:: EXERCISE A ::
In the air baler forum thread, where did Vol order Bale Skiis for the 1839 MF/Hesston?
:: EXERCISE B ::
Output everything in the air baler thread from "I need to run" down to "I'm not sure.", copied word for word.

:: EXCERPTED PASSAGE ::
++++
# Air Baler



## Vol (Jul 5, 2009)

This inventor claims his system is better than a hydraulic bale tensioner as his "airbaler makes corrections on the fly either more or less tension.

Regards, Mike

Michigan producer


----------



## Mike120 (May 4, 2009)

I looked at them before I replaced my old baler. Devang, down south of me, has one and seems to be happy with it.


----------



## tnwalkingred (Jun 8, 2010)

I wonder if this would benefit my old MF12 baler much? I have been looking to upgrade to a better baler but this might prove to be a low cost fix until I do. Thoughts?????

--Kyle


----------



## Toyes Hill Angus (Dec 21, 2010)

I sat the fence on it for a while, I was torn between it and the bale skii. I went with the bale skii and figured on getting a few peices from Scott Seaver to add to my baler (NH311), but so far the bale skii has surpassed all of my expectations and I haven't went back to the air baler idea since...


----------



## Vol (Jul 5, 2009)

Toyes Hill Angus said:


> I sat the fence on it for a while, I was torn between it and the bale skii. I went with the bale skii and figured on getting a few peices from Scott Seaver to add to my baler (NH311), but so far the bale skii has surpassed all of my expectations and I haven't went back to the air baler idea since...


I ordered Bale Skiis from my Case/IH dealer today for my 1839 MF/Hesston. I hope it comes with well written instructions.

Regards, Mike


----------



## Mike120 (May 4, 2009)

I need to run down South and look at the one Jeff has. I suspect you could make one with a small air tank and an air-ride bladder, but I'm not sure what else is involved. So far my green baler is pretty consistent, but I'm also very anal retentive about raking.....


----------



## SVFHAY (Dec 5, 2008)

A friend of mine has one of these on a NH 575 and likes it. I think that baler had hyd. tension before he put it on but I'm not sure.


----------



## Bob M (Feb 11, 2012)

I run the bale skies also and love them. I would rather have the bale skies and the old hand crank press than the hydrofomatic and no bale skies.


----------



## davang (Apr 7, 2010)
++++
:: DATASET EXCERPT ::
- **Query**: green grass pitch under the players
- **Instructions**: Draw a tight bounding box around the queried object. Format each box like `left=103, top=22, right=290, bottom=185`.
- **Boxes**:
++++
:: WRITTEN RESPONSE A ::
From a Case/IH dealer.

:: WRITTEN RESPONSE B ::
I need to run down South and look at the one Jeff has. I suspect you could make one with a small air tank and an air-ride bladder, but I'm not sure what else is involved. So far my green baler is pretty consistent, but I'm also very anal retentive about raking.....


----------



## SVFHAY (Dec 5, 2008)

A friend of mine has one of these on a NH 575 and likes it. I think that baler had hyd. tension before he put it on but I'm not sure.